## Directions
- a) In the passage on phenotypic plasticity, what is typically "knocked-in" along with the gene of interest?
- b) In the passage on phenotypic plasticity, rewrite everything from "If it didn't" down to "will be discarded.", changing "discarded" to "abandoned".

## Source document
------

You are saying that plasticity arose for some random reason...and after that, since it is advantageous, it has continued to be 'selected'. You really have an emotional connect with Natural Selection, don't you?! Won't let it down...
No - it is simple evolution by natural selection theory and has been demonstrated time and again. Indeed it is really easy to reproduce in the lab and is used as a routine tool when genetic modification is being used in a range of techniques. Typically an antibiotic resistance is 'knocked-in' along with the gene of interest - you then 'select' for the cells (usually bacteria or yeast) that have been modified by adding the antibiotic to the environment and guess what, only the modified cells survive and divide. Simple.
IMO, phenotypic plasticity is obvious and does not require any 'process' such as natural selection to keep it going. It is the only way evolution can possibly happen. The point is that, phenotypic plasticity has arisen, which is itself something to think about.
If it didn't convey evolutionary advantage it would not be selected for and would not be transmitted from generation to generation. So there will be, no doubt, countless examples where phenotypic plasticity has arisen which is either neutral in terms of evolutionary advantage, or even negative - those traits will fail to survive. Only those that are advantageous, or co-arisen with an advantageous trait survive.
As I see it, in the years to come, it will become clear that plasticity is the single process by which evolution happens in all organisms. Natural Selection, at least in the manner in which it is currently defined, will be discarded.
But phenotypic plasticity is merely one of countless traits that can arise through the normal evolutionary process - it isn't distinct from evolution by natural selection - it is part of it.

------

[Photo-based referring expression data]
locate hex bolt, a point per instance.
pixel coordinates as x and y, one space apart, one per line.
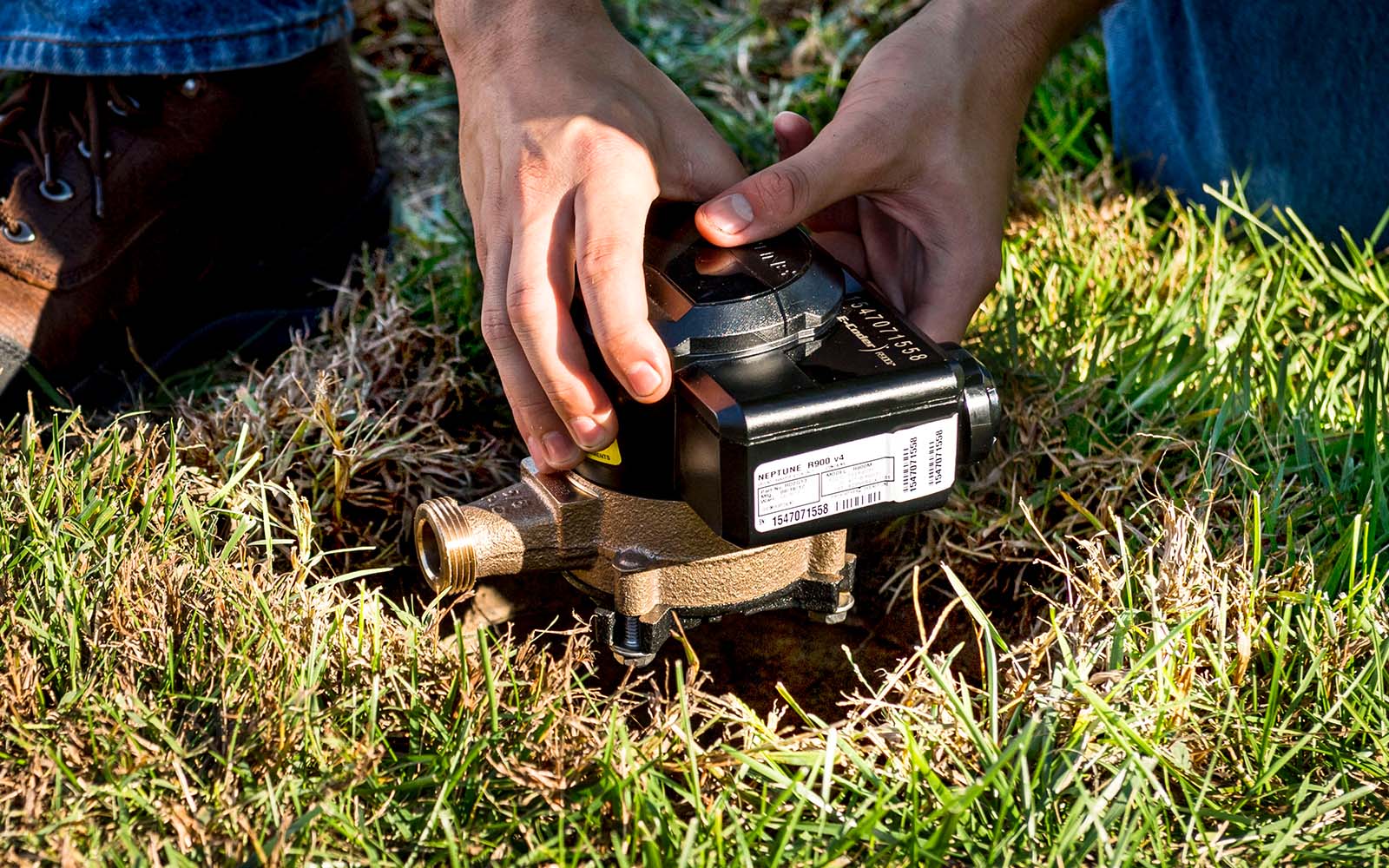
844 603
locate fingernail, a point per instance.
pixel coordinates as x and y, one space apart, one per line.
588 432
559 449
731 214
537 455
643 379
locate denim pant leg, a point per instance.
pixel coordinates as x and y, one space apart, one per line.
1289 94
163 36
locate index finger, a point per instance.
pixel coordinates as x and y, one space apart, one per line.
610 228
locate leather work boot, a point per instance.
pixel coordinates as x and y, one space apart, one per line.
153 222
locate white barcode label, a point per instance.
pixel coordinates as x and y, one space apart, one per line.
889 467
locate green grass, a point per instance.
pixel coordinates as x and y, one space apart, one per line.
1171 576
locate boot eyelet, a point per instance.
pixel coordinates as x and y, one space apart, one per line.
59 191
21 233
87 152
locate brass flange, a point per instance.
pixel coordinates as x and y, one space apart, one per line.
639 556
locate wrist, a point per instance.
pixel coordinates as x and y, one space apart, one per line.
484 32
1010 41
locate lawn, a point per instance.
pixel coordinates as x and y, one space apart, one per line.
1152 629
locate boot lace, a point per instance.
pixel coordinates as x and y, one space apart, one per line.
31 118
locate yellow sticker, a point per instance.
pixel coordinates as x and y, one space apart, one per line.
610 455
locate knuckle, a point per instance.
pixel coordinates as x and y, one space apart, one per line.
596 143
564 393
534 409
497 326
785 187
602 259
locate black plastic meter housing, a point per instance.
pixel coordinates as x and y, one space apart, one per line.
802 400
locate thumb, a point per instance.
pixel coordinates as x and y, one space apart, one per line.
785 194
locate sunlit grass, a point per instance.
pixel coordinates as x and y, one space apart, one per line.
201 664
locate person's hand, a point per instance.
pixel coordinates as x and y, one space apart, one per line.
909 184
567 135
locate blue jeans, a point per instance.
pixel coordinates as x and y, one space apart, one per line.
1287 94
163 36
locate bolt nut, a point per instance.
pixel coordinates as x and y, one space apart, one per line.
629 659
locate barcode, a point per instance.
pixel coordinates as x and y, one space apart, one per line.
866 499
935 458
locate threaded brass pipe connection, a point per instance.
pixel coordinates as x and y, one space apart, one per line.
446 545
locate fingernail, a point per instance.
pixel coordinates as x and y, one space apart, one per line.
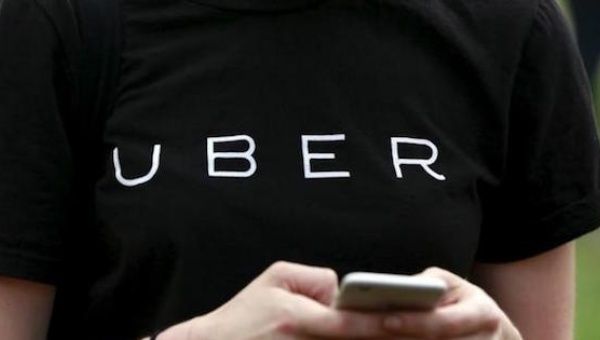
393 322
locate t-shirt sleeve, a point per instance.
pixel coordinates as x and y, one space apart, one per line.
550 190
35 162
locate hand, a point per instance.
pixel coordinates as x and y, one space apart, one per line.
286 302
465 313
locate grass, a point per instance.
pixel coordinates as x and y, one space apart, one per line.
587 321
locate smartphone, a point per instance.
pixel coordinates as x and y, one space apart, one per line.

------

## Task-by-task answers
- a) An antibiotic resistance.

- b)
If it didn't convey evolutionary advantage it would not be selected for and would not be transmitted from generation to generation. So there will be, no doubt, countless examples where phenotypic plasticity has arisen which is either neutral in terms of evolutionary advantage, or even negative - those traits will fail to survive. Only those that are advantageous, or co-arisen with an advantageous trait survive.
As I see it, in the years to come, it will become clear that plasticity is the single process by which evolution happens in all organisms. Natural Selection, at least in the manner in which it is currently defined, will be abandoned.